* What is needed:
Copy the records word for word, starting with the line that contains "Below is an" and going on through the line that contains "[42, 196, 107, 218]". Include both of those lines.

* Data rows:

========================================================================

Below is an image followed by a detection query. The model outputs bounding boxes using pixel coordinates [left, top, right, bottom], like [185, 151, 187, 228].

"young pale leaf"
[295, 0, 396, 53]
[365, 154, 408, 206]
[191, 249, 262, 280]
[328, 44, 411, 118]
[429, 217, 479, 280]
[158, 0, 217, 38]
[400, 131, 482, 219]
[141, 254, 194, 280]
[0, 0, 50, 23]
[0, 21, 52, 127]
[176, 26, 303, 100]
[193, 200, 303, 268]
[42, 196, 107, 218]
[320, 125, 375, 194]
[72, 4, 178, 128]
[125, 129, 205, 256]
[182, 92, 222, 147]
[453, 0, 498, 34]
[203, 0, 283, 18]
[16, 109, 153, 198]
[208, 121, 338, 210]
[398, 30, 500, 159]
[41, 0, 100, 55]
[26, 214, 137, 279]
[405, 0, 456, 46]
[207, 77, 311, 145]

========================================================================

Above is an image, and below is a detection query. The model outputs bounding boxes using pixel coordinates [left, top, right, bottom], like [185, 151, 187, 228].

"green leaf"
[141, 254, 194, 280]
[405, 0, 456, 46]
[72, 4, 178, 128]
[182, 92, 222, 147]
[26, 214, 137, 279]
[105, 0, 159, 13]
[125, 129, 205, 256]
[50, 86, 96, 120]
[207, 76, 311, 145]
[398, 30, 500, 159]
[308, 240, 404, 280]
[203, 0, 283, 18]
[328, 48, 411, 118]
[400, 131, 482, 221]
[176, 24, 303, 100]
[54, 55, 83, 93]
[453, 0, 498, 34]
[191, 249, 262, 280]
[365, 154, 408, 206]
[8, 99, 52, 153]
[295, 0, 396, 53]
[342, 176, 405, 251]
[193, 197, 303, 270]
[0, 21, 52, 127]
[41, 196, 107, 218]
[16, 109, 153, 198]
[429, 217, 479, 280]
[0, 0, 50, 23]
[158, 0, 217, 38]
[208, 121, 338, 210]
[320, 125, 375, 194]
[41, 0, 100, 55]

========================================================================

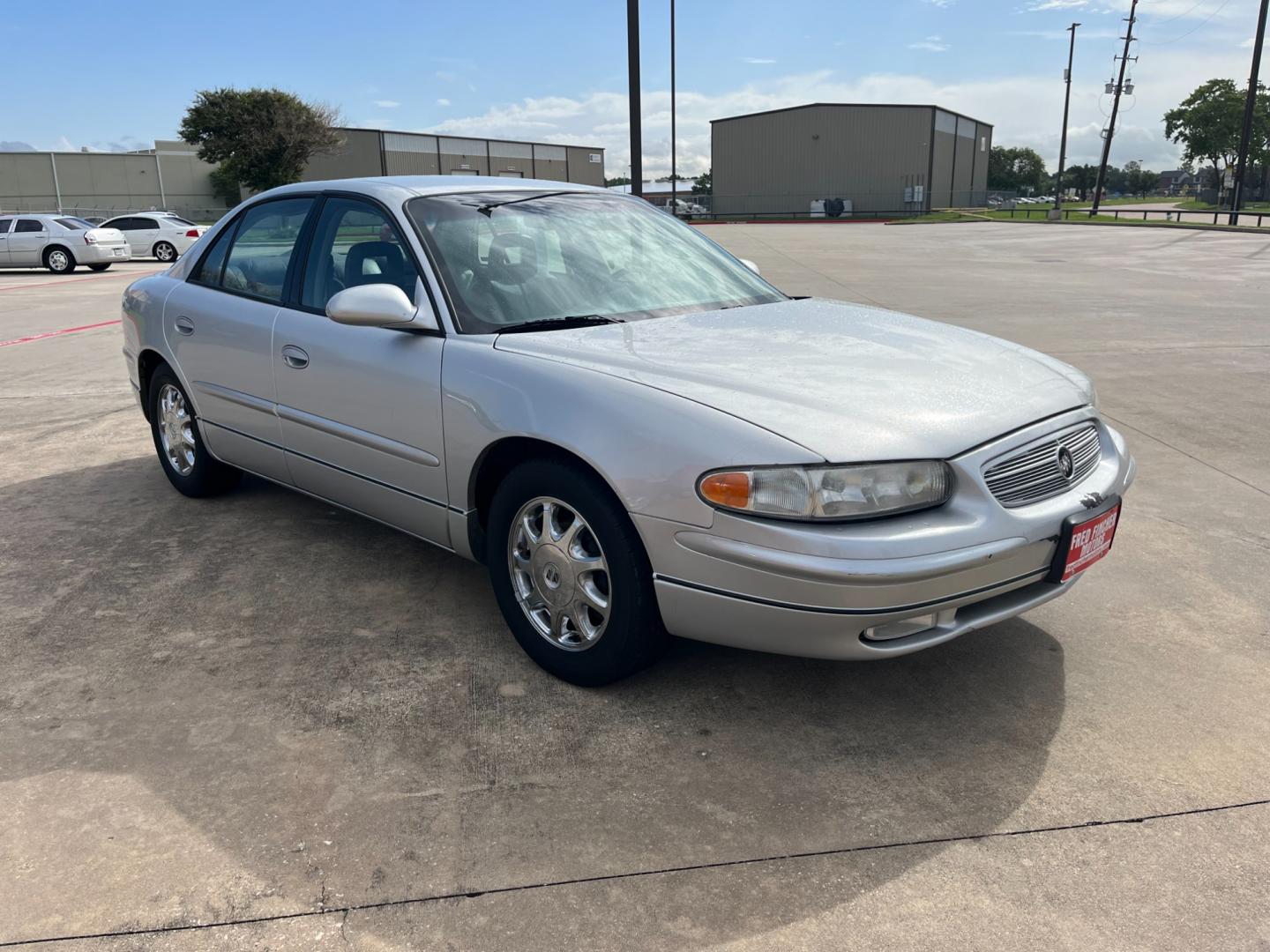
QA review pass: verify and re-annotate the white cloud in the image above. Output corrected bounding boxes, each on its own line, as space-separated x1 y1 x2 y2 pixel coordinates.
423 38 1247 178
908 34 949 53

========================================================================

* Output:
Below is an image followed by a detection query. The model outputs bounding boxes using pixel coordinates [left, top, right, bottom], like [185, 151, 187, 228].

"young pale leaf"
[295, 0, 396, 53]
[365, 154, 408, 206]
[191, 249, 262, 280]
[328, 44, 411, 118]
[429, 217, 479, 280]
[158, 0, 217, 38]
[400, 131, 482, 219]
[141, 254, 194, 280]
[0, 0, 50, 23]
[0, 21, 52, 127]
[176, 26, 303, 100]
[193, 200, 303, 268]
[42, 196, 107, 218]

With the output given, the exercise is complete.